Location identification items
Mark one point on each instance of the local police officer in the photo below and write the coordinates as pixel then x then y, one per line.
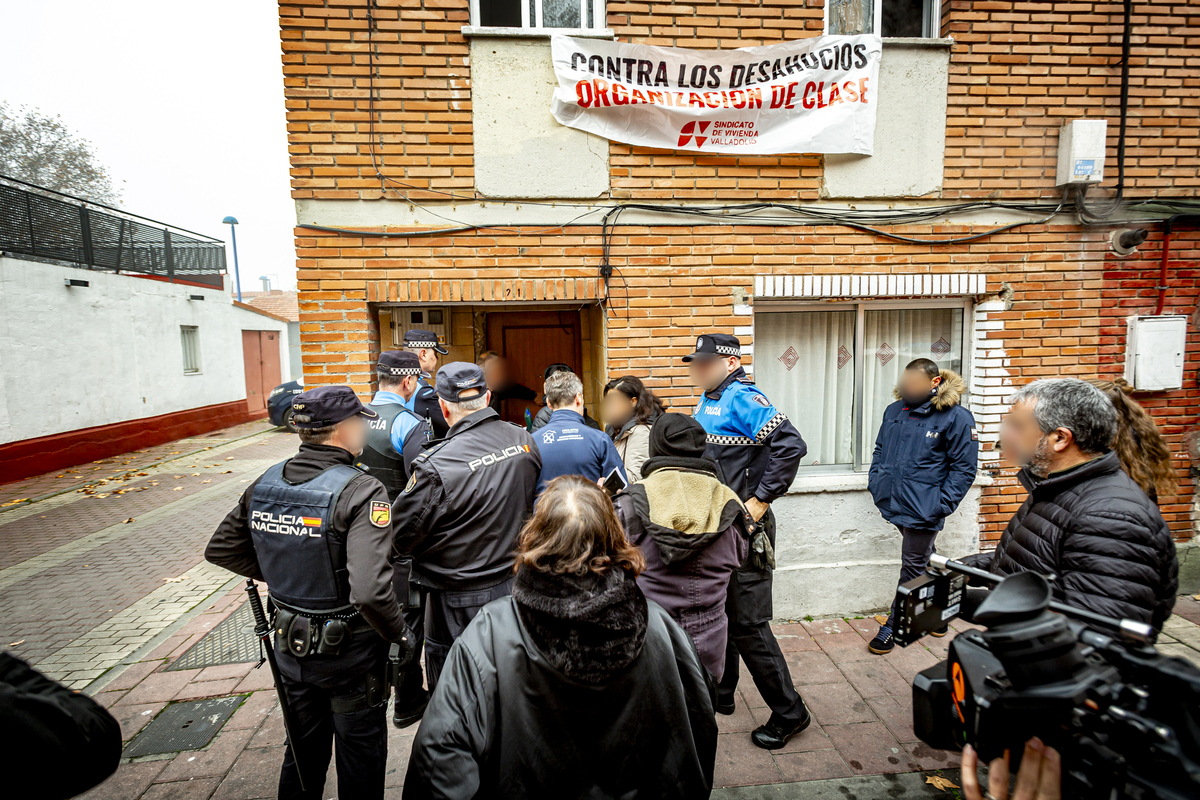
pixel 462 509
pixel 318 531
pixel 396 437
pixel 759 452
pixel 394 440
pixel 425 402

TASK GOAL —
Render the lines above as a two-column CSV with the columns line_text and answer, one row per line. Put each line's text and its answer in quoted fields, turn line breaks into spaces, and leave the pictures out.

WORKED SOLUTION —
line_text,answer
"Mark one point on each instance of the local police officer in the photo below and write the coordinates as pixel then x then y, one per line.","pixel 462 509 pixel 318 531 pixel 396 437 pixel 759 452 pixel 394 440 pixel 425 402"